• [List of tasks]:
A) In the matrix rank thread, why does the opening post lack the template? Answer in one to three sentences.
B) For each statement, say whether the matrix rank thread agrees (yes or no) and quote the deciding words: (i) The poster was told the rank is 3. (ii) The numbers a, b and c may be zero. (iii) The reply from HallsofIvy says the notation was clear.
C) According to the matrix rank thread, what values can x take?

• [Supplied passage]:
━━━

# Rank of a matrix

1. Dec 2, 2014

### hellokitten

• Originally posted in a technical math section, so missing the template
Let S = [ x x x x ; a x x x ; 0 b x x ; 0 0 c x]
Find the rank of S-K*identity.

Attempt I basically did straight forward row reduction and got

[ (x-k) x x x ; 0 ((x-k)^2-ax)/(x-k) x-ax/(1-k) a- ax/(1-k); 0 0 (x-k)-b[x(x-k)-ax]/ [(x-k)^2-ax] (x-k)-b[x(x-k)-ax]/[(x-k)^2-ax]; 0 0 0 [(x-k)^2-ax(x-k)-c]/[(x-k)^2 -ax] ]

It is given that the rank is 3. I am not sure how to prove this. Shouldn't I have gotten a zero row when row reducing?

Are there any alternatives to find the rank of a matrix like finding the upper bound of the rank is 3 and the lower bound for the rank is 3?

Last edited: Dec 2, 2014
2. Dec 2, 2014

### HallsofIvy

Staff Emeritus
I don't understand your notation. I assume that "a", "b", and "c" are numbers but what about "x" is it simply another number?

3. Dec 2, 2014

### hellokitten

Oh Sorry! X can be any number. a,b,c are non zero numbers.

━━━

• [Dataset extract]:

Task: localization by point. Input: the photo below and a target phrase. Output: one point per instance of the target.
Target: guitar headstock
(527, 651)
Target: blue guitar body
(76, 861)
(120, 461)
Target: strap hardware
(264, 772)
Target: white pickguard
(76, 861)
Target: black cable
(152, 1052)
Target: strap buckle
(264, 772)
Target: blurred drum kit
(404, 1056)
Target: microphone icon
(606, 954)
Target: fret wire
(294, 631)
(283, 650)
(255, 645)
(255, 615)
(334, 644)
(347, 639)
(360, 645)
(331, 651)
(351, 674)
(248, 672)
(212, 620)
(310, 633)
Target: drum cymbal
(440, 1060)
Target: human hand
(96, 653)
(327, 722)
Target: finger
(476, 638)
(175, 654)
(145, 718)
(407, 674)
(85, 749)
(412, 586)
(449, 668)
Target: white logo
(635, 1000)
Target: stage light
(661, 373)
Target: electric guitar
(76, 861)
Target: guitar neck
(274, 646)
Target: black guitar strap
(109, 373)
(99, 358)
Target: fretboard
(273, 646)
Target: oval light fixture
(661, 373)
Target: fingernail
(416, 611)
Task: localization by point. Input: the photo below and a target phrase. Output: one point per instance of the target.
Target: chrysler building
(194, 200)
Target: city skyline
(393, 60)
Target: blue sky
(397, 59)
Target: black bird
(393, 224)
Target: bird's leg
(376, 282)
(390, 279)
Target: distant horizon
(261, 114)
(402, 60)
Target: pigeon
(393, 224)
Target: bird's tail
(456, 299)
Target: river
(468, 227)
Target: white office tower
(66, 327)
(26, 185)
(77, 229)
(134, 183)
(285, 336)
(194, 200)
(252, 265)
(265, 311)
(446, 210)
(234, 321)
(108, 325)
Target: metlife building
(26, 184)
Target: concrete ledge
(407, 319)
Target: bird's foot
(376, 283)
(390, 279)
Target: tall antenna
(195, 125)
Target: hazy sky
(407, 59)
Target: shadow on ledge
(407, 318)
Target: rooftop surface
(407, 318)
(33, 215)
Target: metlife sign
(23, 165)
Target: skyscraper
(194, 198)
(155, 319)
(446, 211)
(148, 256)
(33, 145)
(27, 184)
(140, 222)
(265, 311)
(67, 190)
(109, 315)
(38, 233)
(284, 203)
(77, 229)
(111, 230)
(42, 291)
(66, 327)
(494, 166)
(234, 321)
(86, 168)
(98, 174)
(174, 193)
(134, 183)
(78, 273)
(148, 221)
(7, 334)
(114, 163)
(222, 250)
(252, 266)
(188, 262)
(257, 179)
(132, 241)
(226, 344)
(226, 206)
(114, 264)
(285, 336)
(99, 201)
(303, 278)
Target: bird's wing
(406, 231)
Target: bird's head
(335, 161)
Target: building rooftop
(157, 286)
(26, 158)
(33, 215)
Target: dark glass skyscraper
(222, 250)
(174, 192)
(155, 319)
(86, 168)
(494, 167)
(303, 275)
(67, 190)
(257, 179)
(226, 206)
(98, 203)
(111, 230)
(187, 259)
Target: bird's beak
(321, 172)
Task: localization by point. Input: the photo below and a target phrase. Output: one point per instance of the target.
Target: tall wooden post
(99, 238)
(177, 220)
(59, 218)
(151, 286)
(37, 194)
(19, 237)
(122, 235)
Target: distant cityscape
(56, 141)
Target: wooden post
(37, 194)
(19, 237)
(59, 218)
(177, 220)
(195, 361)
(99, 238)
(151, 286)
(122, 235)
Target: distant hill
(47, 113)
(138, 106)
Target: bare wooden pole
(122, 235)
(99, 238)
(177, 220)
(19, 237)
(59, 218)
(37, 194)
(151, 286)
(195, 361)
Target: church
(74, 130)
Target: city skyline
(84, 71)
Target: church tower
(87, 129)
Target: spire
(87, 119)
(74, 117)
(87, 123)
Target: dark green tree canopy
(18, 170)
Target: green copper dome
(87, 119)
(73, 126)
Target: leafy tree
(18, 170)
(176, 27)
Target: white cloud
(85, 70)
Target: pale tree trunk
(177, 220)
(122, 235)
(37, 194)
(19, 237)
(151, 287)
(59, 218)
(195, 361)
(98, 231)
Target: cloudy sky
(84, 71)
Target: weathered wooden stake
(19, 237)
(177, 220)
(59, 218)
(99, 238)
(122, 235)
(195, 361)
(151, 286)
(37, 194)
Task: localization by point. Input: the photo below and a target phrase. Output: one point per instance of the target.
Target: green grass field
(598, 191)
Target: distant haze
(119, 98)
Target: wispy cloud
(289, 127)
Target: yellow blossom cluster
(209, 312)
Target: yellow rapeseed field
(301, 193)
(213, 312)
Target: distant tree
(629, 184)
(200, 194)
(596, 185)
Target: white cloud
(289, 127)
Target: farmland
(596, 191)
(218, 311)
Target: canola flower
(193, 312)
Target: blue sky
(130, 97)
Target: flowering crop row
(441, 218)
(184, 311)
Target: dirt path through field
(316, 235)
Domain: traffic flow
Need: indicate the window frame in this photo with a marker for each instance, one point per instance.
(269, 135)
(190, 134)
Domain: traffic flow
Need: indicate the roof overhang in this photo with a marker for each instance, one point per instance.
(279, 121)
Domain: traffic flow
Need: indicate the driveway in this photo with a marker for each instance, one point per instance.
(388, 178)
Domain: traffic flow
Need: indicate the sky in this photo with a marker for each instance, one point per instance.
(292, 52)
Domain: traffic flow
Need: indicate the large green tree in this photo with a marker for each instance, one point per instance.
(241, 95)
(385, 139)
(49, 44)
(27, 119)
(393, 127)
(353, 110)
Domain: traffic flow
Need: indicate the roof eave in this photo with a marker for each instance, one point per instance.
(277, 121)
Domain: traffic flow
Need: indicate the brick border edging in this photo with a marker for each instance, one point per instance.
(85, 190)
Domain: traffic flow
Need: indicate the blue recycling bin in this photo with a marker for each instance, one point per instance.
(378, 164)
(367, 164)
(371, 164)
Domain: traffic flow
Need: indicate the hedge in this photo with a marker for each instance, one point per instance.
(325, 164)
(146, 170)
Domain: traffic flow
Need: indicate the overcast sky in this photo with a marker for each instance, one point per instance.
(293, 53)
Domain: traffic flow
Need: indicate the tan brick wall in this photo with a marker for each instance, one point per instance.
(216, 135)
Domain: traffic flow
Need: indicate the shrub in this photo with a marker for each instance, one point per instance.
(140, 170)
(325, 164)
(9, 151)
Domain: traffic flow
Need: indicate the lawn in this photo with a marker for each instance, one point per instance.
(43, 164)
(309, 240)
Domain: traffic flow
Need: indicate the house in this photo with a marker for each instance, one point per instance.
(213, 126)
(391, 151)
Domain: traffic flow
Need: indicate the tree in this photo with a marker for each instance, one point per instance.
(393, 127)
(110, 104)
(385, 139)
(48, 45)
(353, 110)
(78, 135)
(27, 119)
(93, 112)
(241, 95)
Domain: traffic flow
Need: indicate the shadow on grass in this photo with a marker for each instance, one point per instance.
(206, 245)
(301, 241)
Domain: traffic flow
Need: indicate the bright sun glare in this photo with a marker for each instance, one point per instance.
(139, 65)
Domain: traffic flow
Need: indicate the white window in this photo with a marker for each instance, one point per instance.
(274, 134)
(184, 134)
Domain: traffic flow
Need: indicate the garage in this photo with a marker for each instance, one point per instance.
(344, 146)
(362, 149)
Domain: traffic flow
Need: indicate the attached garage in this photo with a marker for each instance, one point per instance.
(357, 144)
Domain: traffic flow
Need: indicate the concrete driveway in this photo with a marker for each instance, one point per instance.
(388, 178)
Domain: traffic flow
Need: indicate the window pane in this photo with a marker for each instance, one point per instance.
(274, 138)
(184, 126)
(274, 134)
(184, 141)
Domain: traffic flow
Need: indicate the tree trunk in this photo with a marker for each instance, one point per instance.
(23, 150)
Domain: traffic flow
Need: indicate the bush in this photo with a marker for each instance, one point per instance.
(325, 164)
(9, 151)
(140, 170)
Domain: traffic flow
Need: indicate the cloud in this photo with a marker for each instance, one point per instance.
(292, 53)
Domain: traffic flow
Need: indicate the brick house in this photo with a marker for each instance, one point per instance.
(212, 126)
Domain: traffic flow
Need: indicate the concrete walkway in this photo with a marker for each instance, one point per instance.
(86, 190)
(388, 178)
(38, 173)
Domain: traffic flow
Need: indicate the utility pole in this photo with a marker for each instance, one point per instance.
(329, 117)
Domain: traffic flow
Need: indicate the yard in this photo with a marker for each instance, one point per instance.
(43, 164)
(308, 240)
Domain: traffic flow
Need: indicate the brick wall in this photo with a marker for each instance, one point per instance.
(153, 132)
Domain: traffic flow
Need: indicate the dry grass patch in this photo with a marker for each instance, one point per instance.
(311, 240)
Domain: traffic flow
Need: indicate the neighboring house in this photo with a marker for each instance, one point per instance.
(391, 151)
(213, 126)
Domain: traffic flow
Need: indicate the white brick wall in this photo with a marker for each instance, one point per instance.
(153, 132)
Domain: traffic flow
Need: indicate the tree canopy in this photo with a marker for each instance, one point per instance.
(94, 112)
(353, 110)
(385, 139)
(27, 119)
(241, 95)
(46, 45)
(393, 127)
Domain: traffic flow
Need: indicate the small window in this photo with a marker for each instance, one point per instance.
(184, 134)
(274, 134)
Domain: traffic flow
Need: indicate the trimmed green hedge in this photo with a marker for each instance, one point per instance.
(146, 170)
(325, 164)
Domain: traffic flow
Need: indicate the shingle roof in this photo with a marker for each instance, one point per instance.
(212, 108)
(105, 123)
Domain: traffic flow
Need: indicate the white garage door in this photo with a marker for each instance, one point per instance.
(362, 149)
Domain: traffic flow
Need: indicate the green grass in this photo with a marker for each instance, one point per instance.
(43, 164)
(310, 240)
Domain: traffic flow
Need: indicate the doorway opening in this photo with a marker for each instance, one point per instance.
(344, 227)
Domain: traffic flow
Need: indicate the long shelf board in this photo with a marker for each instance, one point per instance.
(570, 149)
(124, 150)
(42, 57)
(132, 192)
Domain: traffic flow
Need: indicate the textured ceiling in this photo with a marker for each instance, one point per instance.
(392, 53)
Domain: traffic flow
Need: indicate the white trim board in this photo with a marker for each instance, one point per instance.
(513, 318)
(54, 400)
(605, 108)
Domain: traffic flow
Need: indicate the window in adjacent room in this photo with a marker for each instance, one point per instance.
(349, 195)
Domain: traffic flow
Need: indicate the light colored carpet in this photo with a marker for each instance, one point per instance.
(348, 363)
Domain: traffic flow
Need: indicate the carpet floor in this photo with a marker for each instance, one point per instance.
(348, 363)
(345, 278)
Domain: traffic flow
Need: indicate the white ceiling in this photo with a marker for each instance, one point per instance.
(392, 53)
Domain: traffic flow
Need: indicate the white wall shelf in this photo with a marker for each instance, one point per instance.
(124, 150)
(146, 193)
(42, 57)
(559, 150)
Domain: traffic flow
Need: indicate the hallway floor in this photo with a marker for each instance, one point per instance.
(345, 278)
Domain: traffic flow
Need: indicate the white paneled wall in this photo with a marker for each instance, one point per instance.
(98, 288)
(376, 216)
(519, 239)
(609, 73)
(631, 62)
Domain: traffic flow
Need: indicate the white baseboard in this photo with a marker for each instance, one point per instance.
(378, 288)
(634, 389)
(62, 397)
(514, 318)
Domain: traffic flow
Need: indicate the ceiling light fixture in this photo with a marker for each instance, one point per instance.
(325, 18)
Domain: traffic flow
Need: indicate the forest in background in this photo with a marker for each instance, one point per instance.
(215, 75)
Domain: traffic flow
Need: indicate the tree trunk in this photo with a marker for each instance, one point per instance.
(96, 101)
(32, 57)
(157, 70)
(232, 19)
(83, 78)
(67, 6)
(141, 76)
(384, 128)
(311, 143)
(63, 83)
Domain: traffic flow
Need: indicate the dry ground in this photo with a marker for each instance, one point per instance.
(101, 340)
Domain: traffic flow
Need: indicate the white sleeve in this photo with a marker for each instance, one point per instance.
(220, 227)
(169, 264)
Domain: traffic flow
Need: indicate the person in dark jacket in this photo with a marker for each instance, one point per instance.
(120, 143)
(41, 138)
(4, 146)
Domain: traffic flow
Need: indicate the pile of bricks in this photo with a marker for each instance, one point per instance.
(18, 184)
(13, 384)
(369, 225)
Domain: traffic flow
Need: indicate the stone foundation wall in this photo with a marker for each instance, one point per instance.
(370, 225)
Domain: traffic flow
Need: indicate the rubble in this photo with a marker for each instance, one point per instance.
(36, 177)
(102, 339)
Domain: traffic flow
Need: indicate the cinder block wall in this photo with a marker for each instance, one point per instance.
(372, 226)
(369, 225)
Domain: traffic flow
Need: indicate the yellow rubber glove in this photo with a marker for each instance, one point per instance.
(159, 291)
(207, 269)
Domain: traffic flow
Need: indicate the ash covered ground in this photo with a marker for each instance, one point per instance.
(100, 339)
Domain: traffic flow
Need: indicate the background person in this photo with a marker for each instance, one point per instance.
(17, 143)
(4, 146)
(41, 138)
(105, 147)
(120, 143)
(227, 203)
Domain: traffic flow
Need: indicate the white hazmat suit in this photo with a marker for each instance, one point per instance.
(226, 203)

━━━

• [Completed exercise]:
A) It lacks the template because it was originally posted in a technical math section.

B)
(i) Yes: "It is given that the rank is 3."
(ii) No: "a,b,c are non zero numbers."
(iii) No: "I don't understand your notation."

C) x can be any number.